** start **
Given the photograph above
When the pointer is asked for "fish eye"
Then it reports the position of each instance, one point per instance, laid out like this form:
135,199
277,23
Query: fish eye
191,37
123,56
** end **
▶ **TASK PROMPT**
Extract the full set of entries word for word.

▶ **SOLUTION**
Given the photograph above
When the pointer is asked for "fish eye"
Then it reports the position of each instance, one point per instance, laid out like this form:
135,199
277,23
Query: fish eye
191,37
123,56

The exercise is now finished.